Important notice: This post is about the legacy Nabto 4/Micro platform which has been superseded by the Nabto 5/Edge platform. Nabto Edge officially supports ESP32 – and there is a new tutorial for How to Make a Low-Cost ESP32-based Remote-accessible Camera using ESP32-CAM or ESP32-EYE Board available.

In our former blog post ‘RTSP P2P streaming through Nabto‘, where we talked about how to create an app that enabled remote accesses to an RTSP camera, we used a large Linux-based camera. Later on, we have received many requests on how to do the same type of integration to a ‘low-cost’ WI-FI module-based camera – and that is exactly what we are going to cover in this blog post.

 

Example of how to use the app to remote control your ESP-camera when you have completed this guide.

In this blog post you will learn:

  • How to make a small low-cost surveillance camera – including app and device source
  • How to use an ESP32 + Omnivision-based camera module to make it remote accessible

Introduction

Creating a locally accessible camera application with the ESP32 is something that has already been done. But why do you need a camera that you only can access on your local network? You can just go look at the thing that the camera is capturing instead of looking at it on your computer or app (unless you have a very big house). The hard part is to make it remotely accessible and to do this securely.

Fortunately, this is exactly what our technology does. With Nabto you can create a remote connection from a client (smartphone or PC) directly to an IoT device. This remote connection uses P2P technology (the same technology as used in Skype, TeamViewer, etc.), has high security (we use state-of-the-art authentication, integrity check and encryption algorithms) and which is made for all embedded devices. Hopefully, with this explanation, you will understand the schematics of the Nabto platform below a lot better.

The Nabto Platform

Motivation – why do I need this?

Many of our customers have asked us to showcase small, embedded-style cameras. If you are not one of them, maybe you are trying to figure out why this is important.

Simple and secure standard surveillance camera

A simple use case could be that you want to make a standard low-cost, uncomplicated (and secure) surveillance camera. Standard surveillance cameras are often shipped with tons of software which must then be supported with updates, security fixes, etc. A stripped down environment without a desktop/server scale operating system and running services is hence inherently more secure with its much smaller attack surface. But if that is not enough, low cost and small size should convince you.

Remote video feed in other application

A lot of our customers make video surveillance cameras as standalone applications, i.e. you install it and it streams video to your phone whenever you need to see what is happening on the remote end. However, we see more and more projects where streaming video as part of another application. For example, pet feeders with a video stream, doorbells with both audio and video capabilities, 3-D printers you can monitor, etc.

The technical part

Research

ESP32-CAM from Ai Tinker
So, we did some research of the market and found that Seedstudio’s ESP32 CAM was a great place to start and which was probably was one of the first ESP32-based cameras out there. It is low cost and has everything on board that we needed including a nice demo. Later we found out that Espressif, the maker of ESP32, has created a module too called ESP-EYE.

M5Stack ESP32 Cam
We started out with development on the M5Stack ESP32 Cam. It doesn’t have the extra external RAM but instead, it had a USB to the ESP32 UART on board which made it much easier to program (you don’t have to fiddle manually with GPIO0, etc. to get into flash-programming mode)

Your tasks:
(A) Say whether each statement agrees with the blog post on the ESP32 camera, answering yes or no and quoting the words of the post that decide it: (i) The M5Stack ESP32 Cam has extra external RAM. (ii) The Nabto remote connection uses P2P technology. (iii) The earlier post on RTSP streaming used a small Wi-Fi module-based camera.
(B) Carry the blog post on the ESP32 camera forward from its last sentence.
The records that come next are separate material, unrelated to the blog post on the ESP32 camera.

Labeled shape records
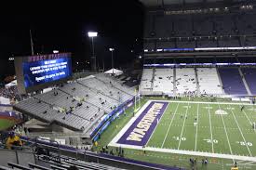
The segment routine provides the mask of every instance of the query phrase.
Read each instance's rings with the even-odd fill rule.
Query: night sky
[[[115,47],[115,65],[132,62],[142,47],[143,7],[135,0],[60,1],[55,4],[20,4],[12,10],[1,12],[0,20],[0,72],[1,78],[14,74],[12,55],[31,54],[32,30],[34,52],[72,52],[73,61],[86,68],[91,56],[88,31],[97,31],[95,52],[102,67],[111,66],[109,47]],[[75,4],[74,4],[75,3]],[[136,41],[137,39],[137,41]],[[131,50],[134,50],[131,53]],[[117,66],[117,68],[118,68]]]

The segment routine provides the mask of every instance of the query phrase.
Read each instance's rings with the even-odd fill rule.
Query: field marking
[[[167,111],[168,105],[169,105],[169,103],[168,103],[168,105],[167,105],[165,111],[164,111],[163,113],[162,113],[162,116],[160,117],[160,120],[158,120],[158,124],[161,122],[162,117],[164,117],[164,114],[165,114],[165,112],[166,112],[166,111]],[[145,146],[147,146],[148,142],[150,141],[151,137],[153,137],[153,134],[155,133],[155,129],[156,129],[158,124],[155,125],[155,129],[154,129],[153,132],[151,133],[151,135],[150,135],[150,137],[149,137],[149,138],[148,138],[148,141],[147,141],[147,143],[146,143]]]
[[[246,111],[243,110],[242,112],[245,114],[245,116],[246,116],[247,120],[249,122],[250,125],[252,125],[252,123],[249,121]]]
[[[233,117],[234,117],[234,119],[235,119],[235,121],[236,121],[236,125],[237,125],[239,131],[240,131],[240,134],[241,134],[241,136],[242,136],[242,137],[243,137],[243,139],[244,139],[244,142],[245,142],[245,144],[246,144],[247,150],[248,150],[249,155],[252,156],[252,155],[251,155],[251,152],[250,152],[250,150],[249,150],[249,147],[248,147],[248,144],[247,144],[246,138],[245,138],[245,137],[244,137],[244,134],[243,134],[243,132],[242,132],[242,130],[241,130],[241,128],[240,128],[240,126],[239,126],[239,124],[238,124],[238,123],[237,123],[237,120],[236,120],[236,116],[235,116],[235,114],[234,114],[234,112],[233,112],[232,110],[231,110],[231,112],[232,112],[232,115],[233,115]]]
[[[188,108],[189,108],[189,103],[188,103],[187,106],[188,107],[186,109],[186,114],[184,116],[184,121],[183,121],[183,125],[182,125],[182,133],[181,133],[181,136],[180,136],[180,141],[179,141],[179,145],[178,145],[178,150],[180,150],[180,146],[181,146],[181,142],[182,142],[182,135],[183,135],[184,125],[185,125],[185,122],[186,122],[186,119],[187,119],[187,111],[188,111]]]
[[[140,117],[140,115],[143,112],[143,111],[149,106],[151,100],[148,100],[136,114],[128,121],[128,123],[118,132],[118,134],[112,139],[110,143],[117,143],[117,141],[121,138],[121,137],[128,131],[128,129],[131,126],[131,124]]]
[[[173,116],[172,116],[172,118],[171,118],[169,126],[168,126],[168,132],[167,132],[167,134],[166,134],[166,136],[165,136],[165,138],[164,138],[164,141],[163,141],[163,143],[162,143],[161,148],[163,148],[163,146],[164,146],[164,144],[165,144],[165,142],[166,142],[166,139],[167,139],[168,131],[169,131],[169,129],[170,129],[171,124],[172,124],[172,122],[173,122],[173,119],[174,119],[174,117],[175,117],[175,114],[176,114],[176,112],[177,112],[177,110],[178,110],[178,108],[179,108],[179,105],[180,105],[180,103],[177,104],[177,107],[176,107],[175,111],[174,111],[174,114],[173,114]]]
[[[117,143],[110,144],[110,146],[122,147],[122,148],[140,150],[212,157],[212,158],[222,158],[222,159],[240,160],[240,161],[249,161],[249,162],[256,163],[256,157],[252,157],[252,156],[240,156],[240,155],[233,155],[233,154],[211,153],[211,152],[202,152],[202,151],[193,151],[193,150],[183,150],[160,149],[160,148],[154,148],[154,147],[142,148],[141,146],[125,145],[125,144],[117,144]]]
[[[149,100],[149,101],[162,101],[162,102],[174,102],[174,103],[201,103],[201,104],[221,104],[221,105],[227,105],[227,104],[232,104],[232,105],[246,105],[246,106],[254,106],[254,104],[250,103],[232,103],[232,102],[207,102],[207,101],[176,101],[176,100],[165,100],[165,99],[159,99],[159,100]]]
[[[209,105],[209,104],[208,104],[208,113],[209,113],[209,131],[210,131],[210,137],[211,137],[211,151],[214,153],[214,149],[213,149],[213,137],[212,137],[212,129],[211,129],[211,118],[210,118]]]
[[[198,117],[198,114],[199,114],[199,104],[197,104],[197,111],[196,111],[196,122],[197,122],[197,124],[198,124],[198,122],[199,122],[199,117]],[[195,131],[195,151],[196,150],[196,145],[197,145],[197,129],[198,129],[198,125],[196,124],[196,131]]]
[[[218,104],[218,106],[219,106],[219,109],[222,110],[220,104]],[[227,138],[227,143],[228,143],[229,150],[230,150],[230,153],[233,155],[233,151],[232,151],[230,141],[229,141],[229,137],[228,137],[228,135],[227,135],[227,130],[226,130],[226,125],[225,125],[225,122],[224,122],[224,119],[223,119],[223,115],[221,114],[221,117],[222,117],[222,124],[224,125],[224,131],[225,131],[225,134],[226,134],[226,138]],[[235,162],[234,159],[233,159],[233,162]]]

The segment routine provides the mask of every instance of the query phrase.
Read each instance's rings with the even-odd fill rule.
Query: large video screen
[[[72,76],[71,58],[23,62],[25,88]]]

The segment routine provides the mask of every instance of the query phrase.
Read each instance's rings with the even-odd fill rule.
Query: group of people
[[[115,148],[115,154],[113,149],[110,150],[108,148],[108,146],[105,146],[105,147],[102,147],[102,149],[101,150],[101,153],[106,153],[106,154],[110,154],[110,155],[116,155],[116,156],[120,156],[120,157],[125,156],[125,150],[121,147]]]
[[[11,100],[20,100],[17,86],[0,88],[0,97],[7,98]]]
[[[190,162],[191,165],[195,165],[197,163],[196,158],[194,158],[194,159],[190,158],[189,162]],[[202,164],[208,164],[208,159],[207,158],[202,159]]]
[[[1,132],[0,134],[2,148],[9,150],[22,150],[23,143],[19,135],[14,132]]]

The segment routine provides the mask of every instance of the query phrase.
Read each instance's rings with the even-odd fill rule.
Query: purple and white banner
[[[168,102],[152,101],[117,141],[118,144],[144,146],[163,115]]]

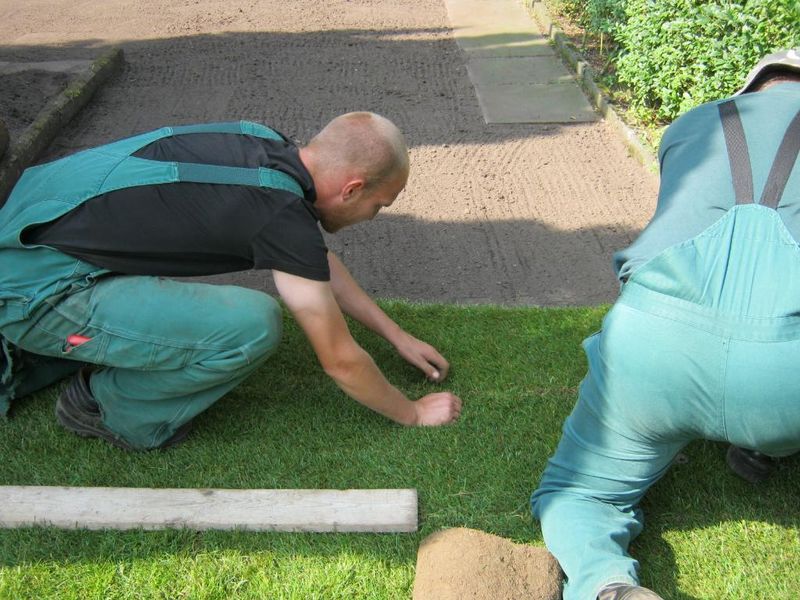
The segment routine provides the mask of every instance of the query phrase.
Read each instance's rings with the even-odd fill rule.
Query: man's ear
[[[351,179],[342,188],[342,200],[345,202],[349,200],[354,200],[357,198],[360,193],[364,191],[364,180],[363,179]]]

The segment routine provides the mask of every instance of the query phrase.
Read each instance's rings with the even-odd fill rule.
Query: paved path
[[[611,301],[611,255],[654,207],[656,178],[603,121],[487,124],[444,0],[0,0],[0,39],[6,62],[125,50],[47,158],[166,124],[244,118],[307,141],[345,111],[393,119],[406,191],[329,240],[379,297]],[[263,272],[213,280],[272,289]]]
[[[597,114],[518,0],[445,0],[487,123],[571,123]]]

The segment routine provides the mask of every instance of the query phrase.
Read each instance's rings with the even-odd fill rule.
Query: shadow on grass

Set of answers:
(A)
(i) No: "It doesn’t have the extra external RAM"
(ii) Yes: "This remote connection uses P2P technology"
(iii) No: "we used a large Linux-based camera"

(B)
The problem with the M5Stack is that it lacks the external memory and when you need to stream a lot of data and do it fast, you need to keep a buffer of unacknowledged packets flowing from the camera to the app, ready to resend if the packets are lost in transit. Also, you need to buffer the framebuffer from the camera. This could, of course, be optimized so everything uses the same buffer, but this would go against the separation of concerns principle and also make the integration much harder.

ESP-EYE from Espressif
As mentioned above, we found out that the maker of the ESP32 chip had created their own camera module. It was a little more expensive but the good thing was it came with USB to UART on module for easy programming.

Design

The next decision was how to do the technical software design.

Direct streaming
One way was to create a Nabto P2P stream directly from the app connecting to the camera and push the stream directly onto a canvas of some kind. This would require lots of coding on the app side but would probably be super-fast.

P2P Tunnel MJPEG via HTTP
Instead, we chose to test if we could reuse the app from an old demo using an RPI as a remote camera. The overall design is very similar to SSH tunnel techniques. The demo will establish a TCP server port on the app side that is connected to a tunnel server on the camera side. Once a client (a webview) connects to the server port on the app side, the tunnel server on the camera side would create a TCP connection to the web server.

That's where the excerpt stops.